▸ Written request
Leave the pictures out, and retype all of the material exactly as written.

---------- Records provided

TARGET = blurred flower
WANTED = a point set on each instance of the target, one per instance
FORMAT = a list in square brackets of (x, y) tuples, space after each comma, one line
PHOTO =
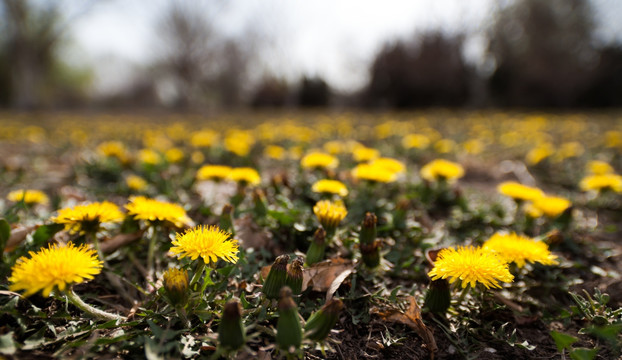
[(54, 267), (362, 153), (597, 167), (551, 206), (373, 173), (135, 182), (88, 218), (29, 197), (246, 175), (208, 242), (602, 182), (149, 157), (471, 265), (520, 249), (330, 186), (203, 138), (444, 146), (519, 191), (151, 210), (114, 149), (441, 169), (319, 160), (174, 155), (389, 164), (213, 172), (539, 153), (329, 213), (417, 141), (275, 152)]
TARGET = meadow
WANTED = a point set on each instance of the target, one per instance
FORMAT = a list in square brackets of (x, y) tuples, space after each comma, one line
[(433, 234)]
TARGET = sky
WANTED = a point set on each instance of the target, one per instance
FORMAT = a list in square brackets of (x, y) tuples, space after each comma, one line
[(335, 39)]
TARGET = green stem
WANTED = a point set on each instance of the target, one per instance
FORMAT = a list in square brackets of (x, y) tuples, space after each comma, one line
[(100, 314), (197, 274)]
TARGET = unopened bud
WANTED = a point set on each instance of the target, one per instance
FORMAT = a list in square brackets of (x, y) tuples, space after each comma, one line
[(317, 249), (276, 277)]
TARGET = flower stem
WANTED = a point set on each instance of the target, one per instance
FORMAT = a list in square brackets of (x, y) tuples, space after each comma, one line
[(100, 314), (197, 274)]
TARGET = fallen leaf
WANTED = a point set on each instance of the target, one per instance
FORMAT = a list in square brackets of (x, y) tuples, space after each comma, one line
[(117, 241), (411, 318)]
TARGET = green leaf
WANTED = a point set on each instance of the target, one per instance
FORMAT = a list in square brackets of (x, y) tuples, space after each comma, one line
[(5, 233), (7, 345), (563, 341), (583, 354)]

--------------------

▸ Written response
TARGET = blurred flower
WANTED = a point set on each instance of the target, one per instance
FORMAT = a list in square brackets of (x, y) tuples, space after each comma, one line
PHOTO =
[(54, 267), (362, 153), (597, 167), (551, 206), (373, 173), (135, 182), (88, 218), (29, 197), (246, 175), (208, 242), (602, 182), (149, 157), (471, 265), (520, 249), (330, 186), (203, 138), (444, 146), (519, 191), (151, 210), (114, 149), (441, 169), (319, 160), (174, 155), (389, 164), (213, 172), (539, 153), (329, 213), (417, 141), (275, 152)]
TARGET = meadow
WANTED = a point set on each instance of the target, one per instance
FORMAT = a list in square brackets of (x, y) tuples, space after each comma, one line
[(433, 234)]
TARGET = sky
WANTED = a point set on each instance of the target, one per instance
FORMAT = a list in square brackets of (x, y) tuples, space after each comma, one line
[(335, 39)]
TARGET = green stem
WANTED = a point set on each instance of the target, one per instance
FORMAT = a list in square brackets of (x, y) tuples, space after each comma, one line
[(100, 314), (197, 274)]
TARGET = unopened bud
WANTED = a point set on each instance of the target, one per instance
FORMAT = a list in square brackets of (x, y) tuples, space after each comma, one line
[(317, 249), (276, 277)]
TARGET = flower stem
WANTED = a point set on each instance of the target, one per instance
FORMAT = a list in square brackets of (x, y) tuples, space after each comma, one line
[(100, 314), (197, 274)]
TARGET = fallen leaf
WANTED = a point set on each instance of the target, one per instance
FORMAT = a list in square brackets of (x, y) tuples, space after each comma, one line
[(117, 241), (411, 318)]
TARGET = green leaf
WANTED = a point set on each instance of the target, one per instance
FORMAT = a list in square brackets of (x, y) tuples, space after each comma, one line
[(5, 233), (7, 345), (563, 341), (583, 354)]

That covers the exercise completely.